Exercise instructions - Update every item below by changing "single marker" to "single dot" and leaving all other text as it is.

-- Start Entries supplied --

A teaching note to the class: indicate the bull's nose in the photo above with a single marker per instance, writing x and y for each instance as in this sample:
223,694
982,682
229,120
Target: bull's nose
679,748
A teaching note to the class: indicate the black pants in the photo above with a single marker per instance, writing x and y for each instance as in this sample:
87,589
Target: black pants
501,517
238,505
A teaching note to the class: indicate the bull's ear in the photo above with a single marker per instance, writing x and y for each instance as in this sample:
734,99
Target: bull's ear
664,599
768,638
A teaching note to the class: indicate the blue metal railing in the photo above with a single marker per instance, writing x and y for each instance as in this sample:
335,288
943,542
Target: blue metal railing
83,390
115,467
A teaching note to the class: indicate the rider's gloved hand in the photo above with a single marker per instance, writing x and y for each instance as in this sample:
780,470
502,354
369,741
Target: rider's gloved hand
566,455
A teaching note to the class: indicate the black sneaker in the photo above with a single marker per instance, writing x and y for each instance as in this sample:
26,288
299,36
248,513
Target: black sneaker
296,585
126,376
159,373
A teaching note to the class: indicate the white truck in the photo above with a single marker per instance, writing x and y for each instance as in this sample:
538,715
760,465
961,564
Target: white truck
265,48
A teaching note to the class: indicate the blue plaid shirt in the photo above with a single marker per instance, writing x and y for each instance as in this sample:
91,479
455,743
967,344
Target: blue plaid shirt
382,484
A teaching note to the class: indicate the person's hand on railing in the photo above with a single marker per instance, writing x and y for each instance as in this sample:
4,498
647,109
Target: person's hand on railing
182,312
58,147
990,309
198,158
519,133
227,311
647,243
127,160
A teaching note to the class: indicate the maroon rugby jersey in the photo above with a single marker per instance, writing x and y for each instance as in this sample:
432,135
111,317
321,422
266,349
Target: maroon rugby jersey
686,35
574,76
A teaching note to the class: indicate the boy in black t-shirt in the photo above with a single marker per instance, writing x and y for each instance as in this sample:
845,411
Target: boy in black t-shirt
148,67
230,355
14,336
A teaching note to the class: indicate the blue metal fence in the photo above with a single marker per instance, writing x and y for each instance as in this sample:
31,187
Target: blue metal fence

-- End Entries supplied --

Solution to the problem -
A teaching note to the class: indicate the bull's nose in the photo above with a single dot per instance, writing x and y for each instance as in this sample:
223,694
982,682
229,120
Target: bull's nose
679,748
A teaching note to the class: indicate the black pants in the photo above with a single dot per instance, writing x and y for each instance as in this sample:
87,589
Target: black pants
501,517
238,505
A teaching note to the class: indicate the bull's ear in the photo above with a single dot per instance, writing x and y for each instance as in this sample:
734,99
Target: bull's ear
664,599
768,638
A teaching note to the class: indicate the blue metal railing in the photo above with a single dot per instance, writing x and y for each instance as in this sample:
335,288
943,542
Target: blue metal railing
83,390
115,467
A teaching note to the class: indicate the rider's gloved hand in the photo above with a single dot per instance, writing x and y for each instance as in this sample:
780,470
502,354
369,741
Target: rider's gloved hand
566,455
A teaching note to the class: indicate the black sneaker in the photo above with a single dot per instance, writing x and y for each instance as in this sample:
26,288
299,36
248,513
Target: black sneaker
296,585
126,376
159,373
A teaching note to the class: indicate the white truck in the photo above with a single dot per instance, writing x and y for each instance as in this sample:
538,715
760,465
961,564
Target: white truck
265,48
A teaching note to the class: indicate the blue plaid shirt in the photo above with a single dot per instance, writing x and y for each instance as in this sample:
91,479
455,743
967,344
Target: blue plaid shirt
382,484
A teaching note to the class: indicate the person's hand on railing in the photo above with a single dot per instance, writing x and y for each instance as in this sample:
4,498
647,109
Target: person's hand on railing
182,312
58,147
990,309
198,158
519,133
227,311
647,243
127,160
A teaching note to the class: indicate the maroon rugby jersey in the photo above with a single dot per instance, writing x and y for each instance as in this sample:
432,135
111,317
321,422
266,349
Target: maroon rugby jersey
686,35
574,76
A teaching note to the class: indicate the boy in black t-shirt in the photo above with a single dot per instance, writing x and y for each instance as in this sample:
845,411
Target: boy in black t-shirt
148,67
230,355
14,336
A teaching note to the class: indicate the blue metal fence in the photo above with a single dot per instance, writing x and y for each instance as in this sample:
31,187
Target: blue metal fence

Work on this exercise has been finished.